## TO DO
Convert the material below into a JSON list of strings, with one string for each line and no entries for blank lines.
━━━
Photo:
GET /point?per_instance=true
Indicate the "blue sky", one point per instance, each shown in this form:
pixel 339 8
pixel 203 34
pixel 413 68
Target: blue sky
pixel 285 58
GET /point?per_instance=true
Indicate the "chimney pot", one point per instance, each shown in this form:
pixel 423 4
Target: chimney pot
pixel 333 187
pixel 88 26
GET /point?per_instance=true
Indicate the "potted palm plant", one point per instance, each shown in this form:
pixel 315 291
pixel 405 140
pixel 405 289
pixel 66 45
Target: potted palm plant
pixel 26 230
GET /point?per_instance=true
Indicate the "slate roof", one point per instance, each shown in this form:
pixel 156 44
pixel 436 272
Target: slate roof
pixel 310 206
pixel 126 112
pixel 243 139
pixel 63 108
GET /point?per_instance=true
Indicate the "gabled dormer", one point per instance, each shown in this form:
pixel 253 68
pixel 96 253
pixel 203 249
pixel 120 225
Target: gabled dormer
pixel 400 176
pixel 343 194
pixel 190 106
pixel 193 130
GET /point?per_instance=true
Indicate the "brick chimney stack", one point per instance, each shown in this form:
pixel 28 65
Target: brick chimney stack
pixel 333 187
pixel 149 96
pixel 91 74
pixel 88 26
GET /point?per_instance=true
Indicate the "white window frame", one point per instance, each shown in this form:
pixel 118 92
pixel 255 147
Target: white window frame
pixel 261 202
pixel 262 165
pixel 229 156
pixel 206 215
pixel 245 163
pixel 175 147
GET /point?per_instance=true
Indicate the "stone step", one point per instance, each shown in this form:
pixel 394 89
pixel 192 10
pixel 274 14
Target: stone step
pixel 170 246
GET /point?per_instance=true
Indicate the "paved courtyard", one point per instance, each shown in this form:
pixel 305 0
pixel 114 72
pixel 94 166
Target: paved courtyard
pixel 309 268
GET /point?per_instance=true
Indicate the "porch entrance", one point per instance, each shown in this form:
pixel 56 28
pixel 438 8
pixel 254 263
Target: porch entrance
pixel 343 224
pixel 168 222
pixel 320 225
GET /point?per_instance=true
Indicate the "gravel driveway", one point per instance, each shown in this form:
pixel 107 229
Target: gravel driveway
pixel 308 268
━━━
## EXPECTED ANSWER
[
  "Photo:",
  "GET /point?per_instance=true",
  "Indicate the \"blue sky\", one point per instance, each shown in this form:",
  "pixel 339 8",
  "pixel 203 34",
  "pixel 413 68",
  "Target: blue sky",
  "pixel 285 58",
  "GET /point?per_instance=true",
  "Indicate the \"chimney pot\", one point per instance, each shown in this form:",
  "pixel 423 4",
  "Target: chimney pot",
  "pixel 333 187",
  "pixel 88 26",
  "GET /point?per_instance=true",
  "Indicate the \"potted palm plant\", one point per instance, each shown in this form:",
  "pixel 315 291",
  "pixel 405 140",
  "pixel 405 289",
  "pixel 66 45",
  "Target: potted palm plant",
  "pixel 26 230",
  "GET /point?per_instance=true",
  "Indicate the \"slate roof\", one point per instance, each shown in this form:",
  "pixel 156 44",
  "pixel 436 272",
  "Target: slate roof",
  "pixel 310 206",
  "pixel 126 112",
  "pixel 243 139",
  "pixel 63 108",
  "GET /point?per_instance=true",
  "Indicate the \"gabled dormer\", one point per instance, each shown in this form:",
  "pixel 253 68",
  "pixel 96 253",
  "pixel 203 249",
  "pixel 120 225",
  "Target: gabled dormer",
  "pixel 400 176",
  "pixel 343 194",
  "pixel 190 106",
  "pixel 193 130",
  "GET /point?per_instance=true",
  "Indicate the \"brick chimney stack\", one point per instance, each shown in this form:",
  "pixel 28 65",
  "Target: brick chimney stack",
  "pixel 333 187",
  "pixel 149 96",
  "pixel 91 74",
  "pixel 88 26",
  "GET /point?per_instance=true",
  "Indicate the \"white window frame\", one point per instance, each shown in this form:",
  "pixel 118 92",
  "pixel 255 147",
  "Target: white window frame",
  "pixel 261 202",
  "pixel 262 165",
  "pixel 229 156",
  "pixel 206 215",
  "pixel 245 163",
  "pixel 175 147",
  "GET /point?per_instance=true",
  "Indicate the \"stone step\", one point per instance, each shown in this form:",
  "pixel 394 89",
  "pixel 192 10",
  "pixel 274 14",
  "Target: stone step",
  "pixel 170 246",
  "GET /point?per_instance=true",
  "Indicate the \"paved courtyard\", one point per instance, each shown in this form:",
  "pixel 305 0",
  "pixel 114 72",
  "pixel 94 166",
  "Target: paved courtyard",
  "pixel 309 268",
  "GET /point?per_instance=true",
  "Indicate the \"porch entrance\", one point per instance, each shown in this form:",
  "pixel 56 28",
  "pixel 438 8",
  "pixel 254 263",
  "Target: porch entrance",
  "pixel 343 224",
  "pixel 168 222",
  "pixel 320 225",
  "GET /point?per_instance=true",
  "Indicate the \"gravel driveway\", one point per instance, each shown in this form:",
  "pixel 107 229",
  "Target: gravel driveway",
  "pixel 308 268"
]